Task statement ▸ Skip every picture, and output exactly the lines starting at the one with "Exercise. Point out every instance of the dark hardwood" and running through the last line of the material below.

---- Input material

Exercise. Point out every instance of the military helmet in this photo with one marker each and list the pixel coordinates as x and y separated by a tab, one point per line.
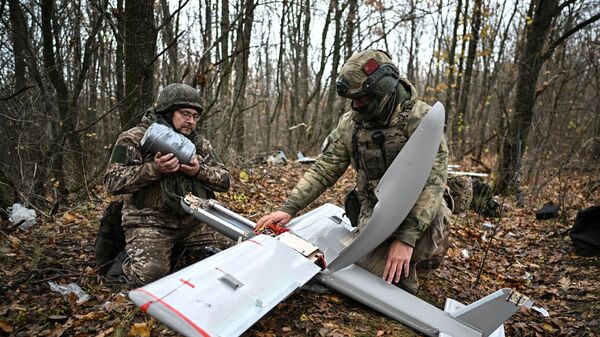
177	95
369	72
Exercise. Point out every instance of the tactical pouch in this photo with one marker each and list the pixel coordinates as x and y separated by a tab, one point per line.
374	163
110	239
166	194
173	188
352	207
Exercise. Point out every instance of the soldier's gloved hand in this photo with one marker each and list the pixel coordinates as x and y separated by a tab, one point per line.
276	218
167	163
397	262
191	168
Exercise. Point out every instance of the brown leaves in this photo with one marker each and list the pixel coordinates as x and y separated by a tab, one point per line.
531	256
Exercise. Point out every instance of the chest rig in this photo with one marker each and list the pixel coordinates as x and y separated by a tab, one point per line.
376	147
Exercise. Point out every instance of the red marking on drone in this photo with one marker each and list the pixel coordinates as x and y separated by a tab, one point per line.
187	283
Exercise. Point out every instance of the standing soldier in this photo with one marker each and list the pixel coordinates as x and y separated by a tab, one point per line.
151	184
385	112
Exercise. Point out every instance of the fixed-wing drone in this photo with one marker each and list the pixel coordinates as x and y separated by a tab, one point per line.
225	294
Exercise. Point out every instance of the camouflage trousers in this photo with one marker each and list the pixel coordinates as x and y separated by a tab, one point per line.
433	243
152	242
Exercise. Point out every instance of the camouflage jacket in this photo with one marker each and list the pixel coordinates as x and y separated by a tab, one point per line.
337	154
132	169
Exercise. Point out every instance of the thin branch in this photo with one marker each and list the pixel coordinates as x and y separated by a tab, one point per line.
567	34
171	16
175	40
6	98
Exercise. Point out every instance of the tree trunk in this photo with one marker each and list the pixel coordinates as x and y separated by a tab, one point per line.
466	91
19	32
169	34
451	65
241	72
140	50
530	64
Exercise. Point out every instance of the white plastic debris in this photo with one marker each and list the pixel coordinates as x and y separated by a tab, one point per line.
277	159
18	213
82	296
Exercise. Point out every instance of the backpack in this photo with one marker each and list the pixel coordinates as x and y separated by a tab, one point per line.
585	233
110	239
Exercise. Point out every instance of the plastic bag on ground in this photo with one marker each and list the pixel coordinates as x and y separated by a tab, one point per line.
82	296
18	213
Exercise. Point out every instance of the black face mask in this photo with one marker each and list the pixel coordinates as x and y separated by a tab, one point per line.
376	109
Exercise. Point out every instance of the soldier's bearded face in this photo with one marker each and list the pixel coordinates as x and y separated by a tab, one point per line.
184	120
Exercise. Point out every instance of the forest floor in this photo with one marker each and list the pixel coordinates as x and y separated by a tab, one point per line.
533	257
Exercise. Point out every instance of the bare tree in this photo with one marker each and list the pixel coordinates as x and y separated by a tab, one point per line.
530	63
140	50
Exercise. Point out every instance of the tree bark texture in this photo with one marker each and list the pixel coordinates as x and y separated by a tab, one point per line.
140	49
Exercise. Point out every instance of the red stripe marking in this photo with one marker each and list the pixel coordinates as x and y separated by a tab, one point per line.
145	307
254	241
187	283
176	312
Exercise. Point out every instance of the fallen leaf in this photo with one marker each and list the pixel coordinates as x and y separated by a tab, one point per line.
106	332
5	326
244	176
14	241
140	330
69	218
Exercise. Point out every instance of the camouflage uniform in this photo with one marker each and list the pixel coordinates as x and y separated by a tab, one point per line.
152	231
425	226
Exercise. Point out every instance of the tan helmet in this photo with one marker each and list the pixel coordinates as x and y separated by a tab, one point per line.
369	72
178	95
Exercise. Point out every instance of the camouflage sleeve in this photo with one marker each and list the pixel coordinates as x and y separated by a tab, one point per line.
329	167
127	172
428	203
213	173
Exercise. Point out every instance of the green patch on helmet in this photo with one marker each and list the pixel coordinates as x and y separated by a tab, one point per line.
178	95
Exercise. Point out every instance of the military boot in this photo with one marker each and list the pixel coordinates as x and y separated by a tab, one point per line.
411	282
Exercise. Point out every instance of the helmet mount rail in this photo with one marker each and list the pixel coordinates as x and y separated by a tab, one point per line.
381	80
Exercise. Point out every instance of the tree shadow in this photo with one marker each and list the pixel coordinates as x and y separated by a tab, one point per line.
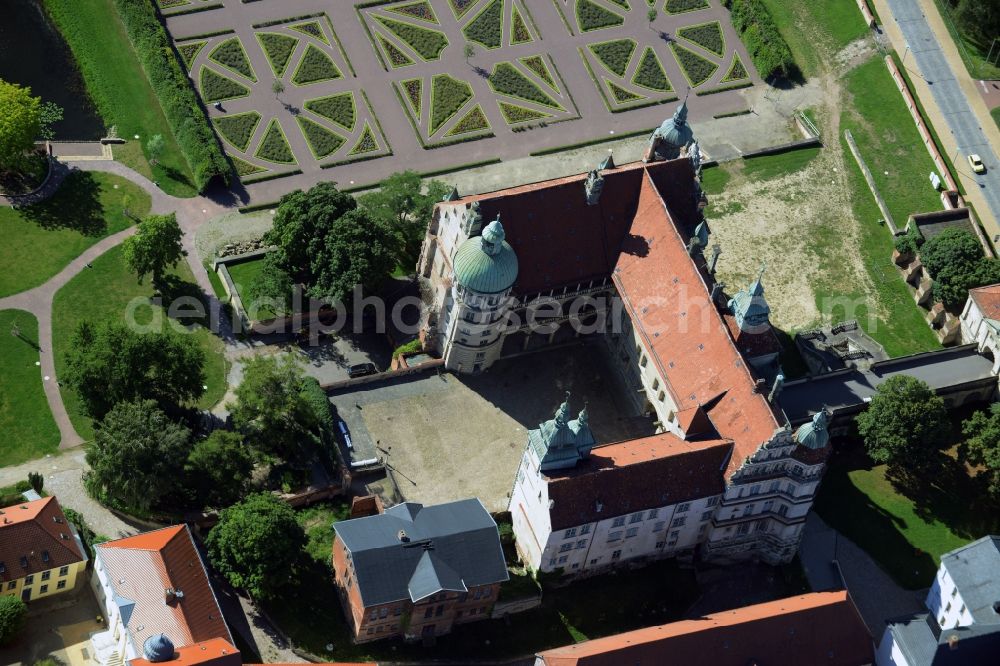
75	206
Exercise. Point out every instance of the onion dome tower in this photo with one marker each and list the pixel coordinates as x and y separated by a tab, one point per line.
485	271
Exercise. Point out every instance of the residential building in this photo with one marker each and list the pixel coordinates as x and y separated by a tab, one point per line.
40	552
415	571
962	625
818	628
154	592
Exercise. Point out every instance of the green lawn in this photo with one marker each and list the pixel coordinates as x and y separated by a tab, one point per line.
119	88
27	429
906	532
832	23
40	240
104	292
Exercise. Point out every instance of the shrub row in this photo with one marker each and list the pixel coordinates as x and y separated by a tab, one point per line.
767	48
184	113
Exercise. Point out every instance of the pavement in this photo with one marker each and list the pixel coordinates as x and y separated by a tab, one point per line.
950	98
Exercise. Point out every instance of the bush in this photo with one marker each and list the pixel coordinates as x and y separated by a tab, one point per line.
169	81
649	74
615	55
230	53
215	87
594	17
486	28
767	48
238	129
314	67
428	43
506	79
274	147
338	108
697	69
706	35
322	142
278	48
448	95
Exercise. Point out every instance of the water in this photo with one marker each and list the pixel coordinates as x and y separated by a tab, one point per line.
33	53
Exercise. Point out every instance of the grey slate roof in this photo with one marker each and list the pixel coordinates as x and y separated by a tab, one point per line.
975	568
451	546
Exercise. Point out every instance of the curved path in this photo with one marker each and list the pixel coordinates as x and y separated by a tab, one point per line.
191	213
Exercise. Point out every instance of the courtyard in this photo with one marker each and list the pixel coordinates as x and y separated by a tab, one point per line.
319	89
446	437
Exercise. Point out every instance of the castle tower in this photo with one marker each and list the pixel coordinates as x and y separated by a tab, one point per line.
485	270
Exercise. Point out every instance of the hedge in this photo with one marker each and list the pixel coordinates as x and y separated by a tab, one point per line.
768	49
169	81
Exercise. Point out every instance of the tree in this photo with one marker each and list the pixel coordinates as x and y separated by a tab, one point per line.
905	423
218	469
154	148
155	247
981	447
136	456
406	204
20	124
254	543
12	614
271	411
110	363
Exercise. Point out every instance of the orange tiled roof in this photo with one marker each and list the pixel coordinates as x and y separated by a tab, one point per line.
669	302
38	534
818	628
142	567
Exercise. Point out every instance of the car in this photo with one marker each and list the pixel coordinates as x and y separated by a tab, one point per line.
976	163
362	370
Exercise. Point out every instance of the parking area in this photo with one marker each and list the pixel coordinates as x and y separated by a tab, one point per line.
446	437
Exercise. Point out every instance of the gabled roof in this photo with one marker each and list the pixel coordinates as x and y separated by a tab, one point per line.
635	475
413	551
818	628
35	536
141	568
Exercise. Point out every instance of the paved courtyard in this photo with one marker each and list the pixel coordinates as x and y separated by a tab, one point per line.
447	437
393	79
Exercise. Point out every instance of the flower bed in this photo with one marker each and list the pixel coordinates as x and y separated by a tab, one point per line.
590	16
216	88
230	54
615	55
338	108
486	28
322	141
696	68
426	42
238	129
507	80
314	67
278	48
706	35
274	147
448	95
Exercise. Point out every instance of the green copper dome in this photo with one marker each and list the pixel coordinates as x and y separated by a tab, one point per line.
486	264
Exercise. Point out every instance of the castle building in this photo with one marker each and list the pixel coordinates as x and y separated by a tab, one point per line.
618	254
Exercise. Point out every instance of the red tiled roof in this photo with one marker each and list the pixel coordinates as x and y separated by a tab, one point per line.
818	628
668	301
635	475
35	530
988	300
142	567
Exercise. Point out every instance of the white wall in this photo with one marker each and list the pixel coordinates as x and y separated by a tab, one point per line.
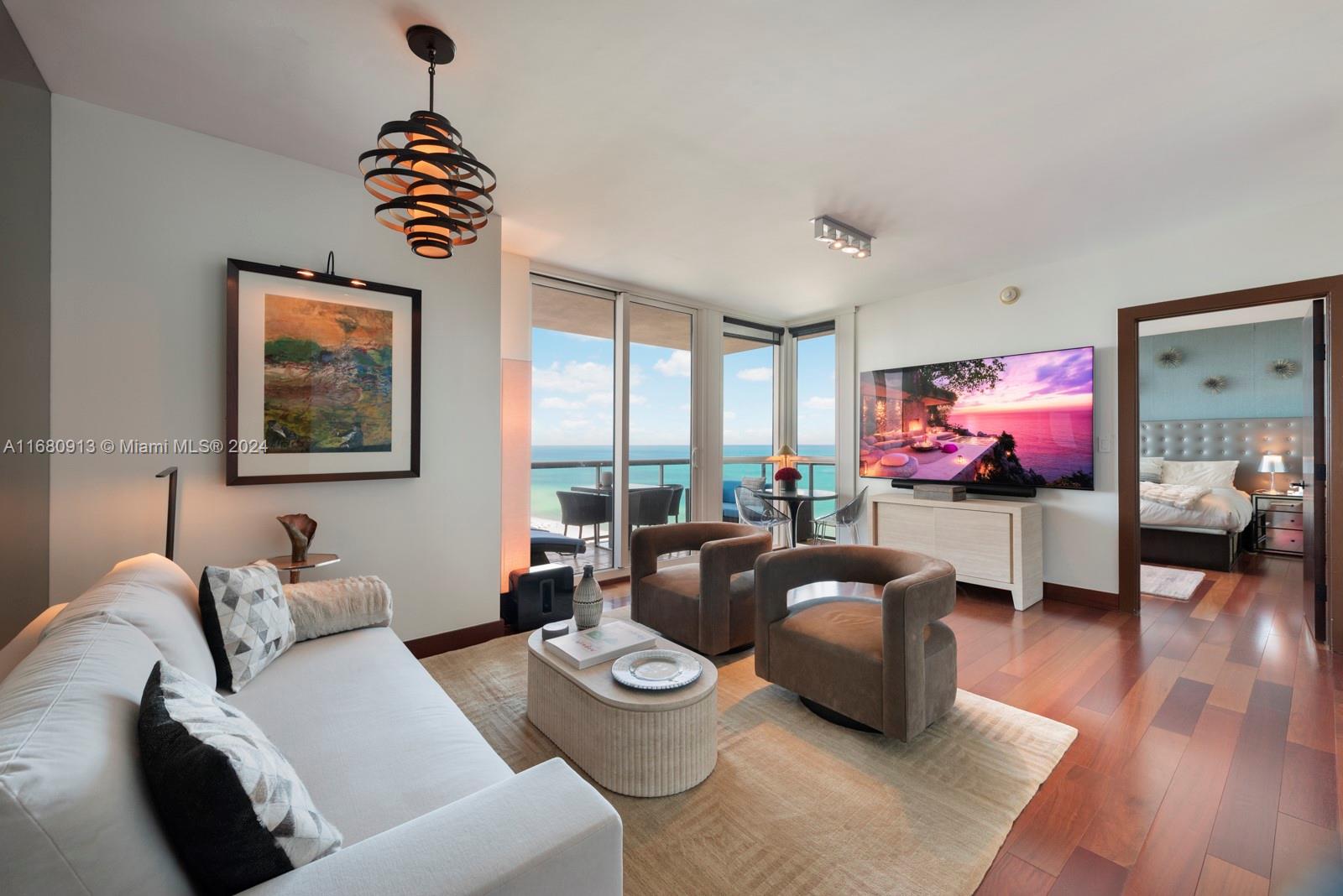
143	219
1074	302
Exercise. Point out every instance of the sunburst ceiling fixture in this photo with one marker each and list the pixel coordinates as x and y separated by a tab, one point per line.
429	187
843	237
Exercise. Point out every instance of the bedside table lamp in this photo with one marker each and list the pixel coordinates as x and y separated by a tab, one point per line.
1272	464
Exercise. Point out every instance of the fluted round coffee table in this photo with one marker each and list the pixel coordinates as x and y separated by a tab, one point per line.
638	743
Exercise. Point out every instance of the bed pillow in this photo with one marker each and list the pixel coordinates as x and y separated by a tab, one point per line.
246	620
233	808
1210	474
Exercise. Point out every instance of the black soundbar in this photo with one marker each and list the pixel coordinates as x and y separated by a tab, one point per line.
974	488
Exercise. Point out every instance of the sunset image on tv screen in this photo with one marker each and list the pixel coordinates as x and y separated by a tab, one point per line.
1007	420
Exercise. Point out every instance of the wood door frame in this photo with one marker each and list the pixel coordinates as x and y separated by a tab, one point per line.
1329	289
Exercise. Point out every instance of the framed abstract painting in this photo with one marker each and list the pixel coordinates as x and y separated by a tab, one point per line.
324	378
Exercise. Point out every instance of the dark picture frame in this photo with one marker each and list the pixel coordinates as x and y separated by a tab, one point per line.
237	270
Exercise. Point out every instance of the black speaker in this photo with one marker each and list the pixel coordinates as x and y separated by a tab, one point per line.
539	595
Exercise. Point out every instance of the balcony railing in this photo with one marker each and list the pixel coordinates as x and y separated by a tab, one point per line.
593	470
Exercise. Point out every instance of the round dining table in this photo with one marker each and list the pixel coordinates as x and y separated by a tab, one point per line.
796	497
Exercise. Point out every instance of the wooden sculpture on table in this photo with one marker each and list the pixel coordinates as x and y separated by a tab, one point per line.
301	528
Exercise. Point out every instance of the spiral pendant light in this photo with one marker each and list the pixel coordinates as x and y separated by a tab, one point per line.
429	187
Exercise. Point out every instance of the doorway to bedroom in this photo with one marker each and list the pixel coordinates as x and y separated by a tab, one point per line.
1224	435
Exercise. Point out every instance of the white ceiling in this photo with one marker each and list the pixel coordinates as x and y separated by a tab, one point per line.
685	145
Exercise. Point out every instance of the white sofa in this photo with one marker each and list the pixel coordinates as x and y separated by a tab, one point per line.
423	802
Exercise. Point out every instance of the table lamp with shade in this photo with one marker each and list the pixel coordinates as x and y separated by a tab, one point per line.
783	461
785	456
1272	464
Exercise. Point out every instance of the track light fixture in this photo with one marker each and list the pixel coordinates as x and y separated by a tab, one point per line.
841	237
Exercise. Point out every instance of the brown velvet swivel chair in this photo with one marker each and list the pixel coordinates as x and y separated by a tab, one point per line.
886	664
708	605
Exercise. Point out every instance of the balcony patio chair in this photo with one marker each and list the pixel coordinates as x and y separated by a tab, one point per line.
845	519
677	490
729	499
756	511
651	506
584	508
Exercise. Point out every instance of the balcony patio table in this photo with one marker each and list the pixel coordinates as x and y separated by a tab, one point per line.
794	499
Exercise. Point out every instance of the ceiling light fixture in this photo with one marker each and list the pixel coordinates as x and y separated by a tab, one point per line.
841	237
429	185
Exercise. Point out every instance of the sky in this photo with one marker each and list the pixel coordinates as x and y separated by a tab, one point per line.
572	392
1037	381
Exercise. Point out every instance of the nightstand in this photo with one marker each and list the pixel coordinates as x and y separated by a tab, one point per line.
1278	524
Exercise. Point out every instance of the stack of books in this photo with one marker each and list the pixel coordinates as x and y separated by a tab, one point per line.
604	643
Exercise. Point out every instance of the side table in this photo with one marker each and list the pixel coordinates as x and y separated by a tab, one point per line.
286	562
1278	524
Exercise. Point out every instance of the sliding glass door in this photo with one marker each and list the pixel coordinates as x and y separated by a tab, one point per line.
661	398
574	418
814	405
750	376
611	409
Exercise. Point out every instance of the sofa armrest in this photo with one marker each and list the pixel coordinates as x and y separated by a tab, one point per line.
541	832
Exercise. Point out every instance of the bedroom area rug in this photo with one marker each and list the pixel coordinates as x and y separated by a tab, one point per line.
798	805
1175	584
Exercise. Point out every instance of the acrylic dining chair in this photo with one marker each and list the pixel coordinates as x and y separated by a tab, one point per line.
762	514
845	519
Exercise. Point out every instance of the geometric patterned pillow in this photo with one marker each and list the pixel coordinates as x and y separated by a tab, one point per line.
232	805
246	620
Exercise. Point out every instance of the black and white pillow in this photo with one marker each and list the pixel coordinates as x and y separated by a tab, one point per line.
233	806
246	620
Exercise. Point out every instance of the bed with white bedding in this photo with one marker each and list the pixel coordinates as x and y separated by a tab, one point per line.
1221	510
1192	513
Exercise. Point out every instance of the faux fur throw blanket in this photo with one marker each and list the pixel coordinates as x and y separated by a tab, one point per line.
339	605
1181	497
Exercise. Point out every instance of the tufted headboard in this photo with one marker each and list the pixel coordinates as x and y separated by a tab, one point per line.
1239	439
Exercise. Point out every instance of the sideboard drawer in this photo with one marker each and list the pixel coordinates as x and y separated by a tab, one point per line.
990	542
977	544
911	529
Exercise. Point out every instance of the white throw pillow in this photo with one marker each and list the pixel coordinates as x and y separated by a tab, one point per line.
1210	474
234	808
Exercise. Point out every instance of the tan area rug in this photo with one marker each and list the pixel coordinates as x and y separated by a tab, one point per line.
1175	584
798	805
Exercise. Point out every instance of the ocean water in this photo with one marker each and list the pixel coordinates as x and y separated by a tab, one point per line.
1053	443
547	482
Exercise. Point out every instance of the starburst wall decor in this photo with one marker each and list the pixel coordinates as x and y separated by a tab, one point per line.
1172	357
1283	367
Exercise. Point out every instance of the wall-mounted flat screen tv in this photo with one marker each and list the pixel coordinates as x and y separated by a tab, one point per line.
1013	421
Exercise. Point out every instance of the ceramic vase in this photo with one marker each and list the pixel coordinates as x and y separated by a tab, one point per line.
588	602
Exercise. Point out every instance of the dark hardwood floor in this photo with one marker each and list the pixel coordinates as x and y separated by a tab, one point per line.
1206	759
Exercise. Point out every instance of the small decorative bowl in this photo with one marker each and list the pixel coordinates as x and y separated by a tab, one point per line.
657	669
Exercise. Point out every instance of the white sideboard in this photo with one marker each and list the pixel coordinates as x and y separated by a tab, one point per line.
995	544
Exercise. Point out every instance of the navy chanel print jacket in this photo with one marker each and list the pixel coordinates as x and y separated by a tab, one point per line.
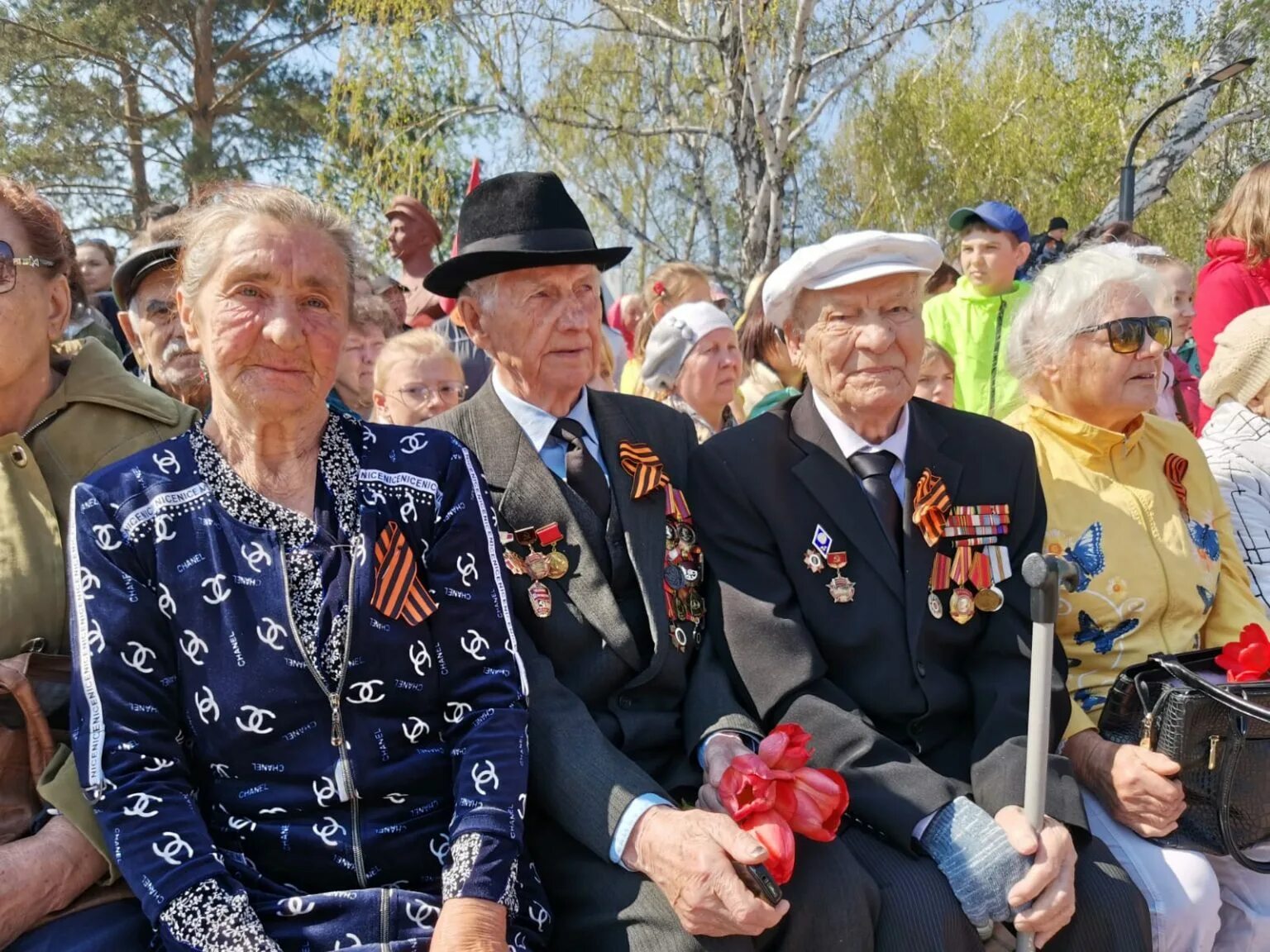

--------

Response to this exercise ▸
Exercise. Point out every instance of the dark hardwood floor in this photo with one marker each and list the pixel coordinates as x and y separated by a tab, one point per line.
1206	759
Exercise. Point out every instance of the small decorative bowl in this photo with one marker each and list the pixel coordinates as x and y separated by a tab, one point per line.
657	669
Exercise. Point out every instance of the white sideboard in this photo with one marker each and list the pixel coordinates as x and y separated by a tab, one point per line.
995	544
Exercise. Point out every instance of the navy chanel print jacket in this photo with one marker each and list the pixel coordinates as x and y separated by a tab, one point per line.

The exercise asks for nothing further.